───── Material provided ─────

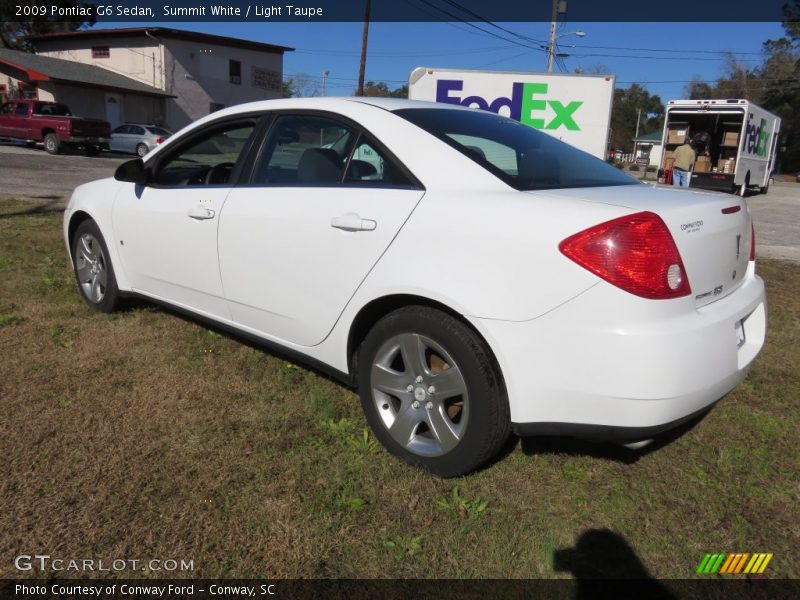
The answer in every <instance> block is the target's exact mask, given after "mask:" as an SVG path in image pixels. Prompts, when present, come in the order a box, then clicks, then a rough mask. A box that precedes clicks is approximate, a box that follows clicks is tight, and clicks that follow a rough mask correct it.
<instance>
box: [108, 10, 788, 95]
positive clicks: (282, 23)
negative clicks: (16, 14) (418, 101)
mask: <svg viewBox="0 0 800 600" xmlns="http://www.w3.org/2000/svg"><path fill="white" fill-rule="evenodd" d="M497 25H499V26H500V27H502V28H504V29H505V30H507V31H503V29H500V28H498V27H493V26H490V25H489V24H487V23H476V24H472V25H469V24H466V23H442V22H436V23H377V22H376V23H371V24H370V30H369V45H368V55H367V67H366V80H367V81H369V80H372V81H384V82H386V84H387V85H388V86H389V88H390V89H394V88H396V87H400V86H401V85H403V84H404V83H407V81H408V76H409V74H410V73H411V71H412V70H413V69H414V68H415V67H418V66H425V67H439V68H443V67H450V68H470V69H487V70H501V71H539V72H544V71H546V64H547V59H546V53H545V51H544V49H542V48H541V46H542V45H544V46H546V44H547V39H548V35H549V29H550V23H498V24H497ZM134 26H148V27H159V26H163V27H173V28H177V29H186V30H190V31H200V32H204V33H212V34H216V35H225V36H231V37H238V38H243V39H248V40H254V41H259V42H266V43H272V44H279V45H282V46H290V47H292V48H295V49H296V50H295V51H294V52H288V53H286V55H285V59H284V77H285V78H289V77H296V76H297V74H305V75H308V76H309V77H310V78H311V81H317V82H320V83H321V78H322V73H323V71H326V70H327V71H329V72H330V74H329V76H328V78H327V82H326V88H327V95H329V96H334V95H341V96H348V95H352V94H353V91H354V90H355V88H356V85H357V81H358V64H359V56H360V50H361V35H362V27H363V25H362V23H282V22H267V23H263V24H262V23H209V22H205V23H189V22H186V23H155V22H153V21H148V22H146V23H144V22H143V23H124V24H120V23H104V24H98V25H97V26H96V28H102V27H134ZM508 31H511V32H514V33H516V34H519V35H520V36H525V37H527V38H528V40H523V39H522V38H520V37H518V36H514V35H512V34H510V33H508ZM579 31H582V32H583V33H584V34H585V35H584V36H583V37H578V36H577V35H575V34H574V32H579ZM558 32H559V36H560V37H559V39H558V42H559V51H560V52H561V53H566V54H569V56H568V57H566V58H563V59H562V60H563V65H559V66H556V67H555V68H554V71H556V72H558V71H559V67H561V68H563V69H565V70H566V71H568V72H573V71H574V70H575V69H576V68H577V67H581V68H583V69H584V70H585V71H586V72H602V73H606V74H612V75H614V76H616V80H617V87H628V86H629V85H630V84H631V83H640V84H642V85H644V87H645V88H646V89H647V90H648V91H649V92H650V93H651V94H657V95H659V96H660V97H661V100H662V101H667V100H670V99H679V98H683V97H685V93H684V88H685V86H686V84H687V83H688V82H689V81H690V80H691V79H692V78H693V77H694V76H697V77H699V78H700V79H702V80H706V81H710V82H713V81H714V80H715V79H716V78H717V77H720V76H721V75H723V73H724V65H725V53H728V52H732V53H734V54H735V55H736V58H737V59H738V60H739V61H741V62H743V63H744V64H745V65H747V66H749V67H754V66H757V65H758V64H759V63H760V62H761V58H762V55H761V45H762V43H763V42H764V41H766V40H767V39H770V38H772V39H775V38H778V37H781V36H782V35H783V28H782V27H781V24H780V23H597V22H593V23H560V24H559V29H558ZM497 36H500V37H497ZM500 38H503V39H500ZM532 40H538V41H532Z"/></svg>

─────

_Work task:_ Arrange every line of the records above as a Markdown table with the columns "Row" and "Text", with each line's sequential number under "Row" and the line itself under "Text". Leave out blank lines and any pictures.

_Exercise solution:_
| Row | Text |
|---|---|
| 1 | The answer in every <instance> block is the target's exact mask, given after "mask:" as an SVG path in image pixels. Prompts, when present, come in the order a box, then clicks, then a rough mask. A box that precedes clicks is approximate, a box that follows clicks is tight, and clicks that follow a rough mask correct it. |
| 2 | <instance> |
| 3 | box: [108, 10, 788, 95] |
| 4 | positive clicks: (282, 23) |
| 5 | negative clicks: (16, 14) (418, 101) |
| 6 | mask: <svg viewBox="0 0 800 600" xmlns="http://www.w3.org/2000/svg"><path fill="white" fill-rule="evenodd" d="M497 25H499V26H500V27H502V28H504V29H505V30H507V31H503V29H500V28H498V27H493V26H490V25H489V24H487V23H476V24H472V25H469V24H466V23H442V22H436V23H377V22H376V23H371V24H370V30H369V45H368V55H367V67H366V80H367V81H369V80H372V81H384V82H386V84H387V85H388V86H389V88H390V89H394V88H396V87H400V86H401V85H403V84H404V83H407V81H408V76H409V74H410V73H411V71H412V70H413V69H414V68H415V67H418V66H425V67H439V68H443V67H450V68H470V69H487V70H501V71H539V72H544V71H546V64H547V59H546V53H545V51H544V49H542V48H541V46H542V45H544V46H546V44H547V39H548V35H549V29H550V23H498V24H497ZM134 26H148V27H159V26H163V27H173V28H177V29H186V30H190V31H200V32H204V33H212V34H216V35H225V36H231V37H238V38H243V39H248V40H254V41H259V42H266V43H272V44H279V45H282V46H290V47H292V48H295V49H296V50H295V51H294V52H288V53H286V55H285V59H284V77H285V78H289V77H296V76H297V74H305V75H308V76H309V77H310V78H311V81H317V82H320V83H321V78H322V73H323V71H326V70H327V71H329V72H330V74H329V76H328V78H327V82H326V88H327V95H329V96H334V95H341V96H348V95H352V94H353V91H354V90H355V88H356V85H357V81H358V64H359V56H360V50H361V35H362V27H363V25H362V23H282V22H267V23H263V24H262V23H209V22H205V23H189V22H186V23H155V22H153V21H148V22H146V23H144V22H143V23H124V24H120V23H104V24H98V25H97V26H96V28H102V27H134ZM508 31H511V32H514V33H516V34H519V35H520V36H525V37H527V38H528V40H523V39H522V38H520V37H518V36H514V35H512V34H510V33H508ZM579 31H582V32H583V33H584V34H585V35H584V36H583V37H578V36H577V35H575V34H574V32H579ZM558 32H559V36H560V37H559V39H558V42H559V51H560V52H561V53H566V54H569V56H568V57H566V58H563V59H562V60H563V65H559V66H556V67H555V68H554V71H556V72H558V71H559V67H561V68H563V69H565V70H566V71H568V72H573V71H574V70H575V69H576V68H577V67H581V68H583V69H584V70H585V71H586V72H602V73H606V74H612V75H614V76H616V80H617V87H628V86H629V85H630V84H631V83H640V84H642V85H644V87H645V88H646V89H647V90H648V91H649V92H650V93H651V94H657V95H659V96H660V97H661V100H662V101H667V100H670V99H679V98H683V97H685V93H684V88H685V86H686V84H687V83H688V82H689V81H690V80H691V79H692V78H693V77H694V76H697V77H699V78H700V79H702V80H706V81H710V82H713V81H714V80H715V79H716V78H717V77H720V76H721V75H723V73H724V65H725V53H728V52H732V53H734V54H735V55H736V58H737V59H738V60H739V61H741V62H743V63H744V64H745V65H747V66H749V67H754V66H757V65H758V64H759V63H760V62H761V58H762V55H761V45H762V43H763V42H764V41H766V40H767V39H770V38H772V39H775V38H778V37H781V36H782V35H783V28H782V27H781V24H780V23H597V22H593V23H560V24H559V29H558ZM497 36H500V37H497ZM500 38H503V39H500ZM532 40H538V41H532Z"/></svg> |